#### TEXT SHOWN:
Saturday, September 4, 2010

Friday, June 18, 2010

The Florida Etsy Street Team Monthly Challenge

I am so happy to be part of a wonderful group of Etsy sellers. They are Florida folks - all with shops on Etsy selling everything from vintage items to jewelry to baby clothes and lots of other stuff. It's a diverse and very talented group of artists. We have fun online and support each other - and we have a blog where we feature our members, have giveaways and lots of other stuff. Each month we have a themed challenge for our members, and anyone can vote for their favorite items. This month, our theme the June birthstone "Pearl" and alternately, "Capture the Memories."
The necklace shown above is my entry for the June Challenge - please visit our blog, check everyone's entries, and hey, you can certainly vote for me! :-)

Sunday, May 2, 2010

Oh, Abalone!

(Shape labeling items for pictures)
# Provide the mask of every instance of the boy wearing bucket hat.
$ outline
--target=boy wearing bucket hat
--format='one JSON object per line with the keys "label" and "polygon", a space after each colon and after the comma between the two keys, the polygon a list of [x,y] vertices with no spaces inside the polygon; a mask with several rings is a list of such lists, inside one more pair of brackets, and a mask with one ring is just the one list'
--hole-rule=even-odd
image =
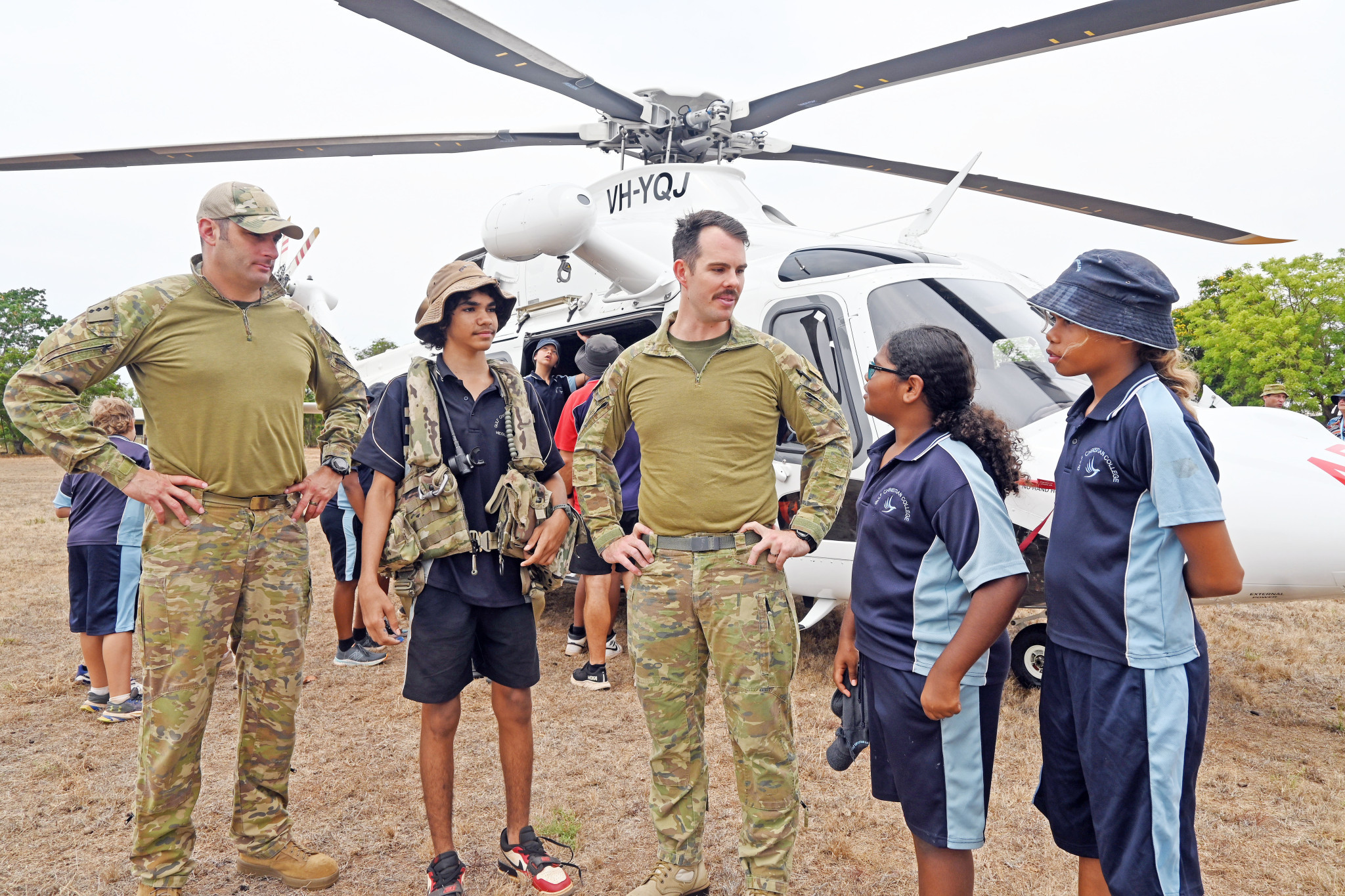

#### TASK REQUIREMENTS:
a. List every post date that appears in the Etsy blog text.
b. Continue the Etsy blog text from the end, writing the next lines under its final heading.

#### THE REPLIES:
a. Saturday, September 4, 2010; Friday, June 18, 2010; Sunday, May 2, 2010

b.
Abalone cabochons, round or oval; natural or dyed shades of blue, green, red or pink. I use them all the time - they give focus, color and a little iridescent bling to the mostly neutral tones in the shells that I find. I found myself in earring mode on this hot sticky afternoon....

It's tough to find two shell shards that are the exact same shape, size, color and texture, so the abalone and the sterling silver wire wrap is what "brings it all together," creating a more or less matching pair.

I thought I'd do a little "how-to" post. Unfortunately, I can't take pics of myself making them, so you'll have to use your imagination a bit. The trick to combining just about anything with seashells is - glue. Shells can't be soldered, fused or baked in a kiln. It's pretty much glue or drill them and wire wrap. I do both - but today's project is glued - with E-6000. Now, I know there are purists who say you have to use epoxy, but I am not one of them. E-6000 is a great glue - IF - you give it plenty of time to dry and cure. I find that pieces that have been cured for a few weeks are very strong.

Glueing on the little earring bail and the abalone is pretty simple. Just dab on the glue and position it where you like. The E-6000 is very forgiving - it dries slowly and allows you to play around a bit - but it does get messy. Much better to lay it all out before the gluing begins. The sterling silver wire is a bit trickier to do.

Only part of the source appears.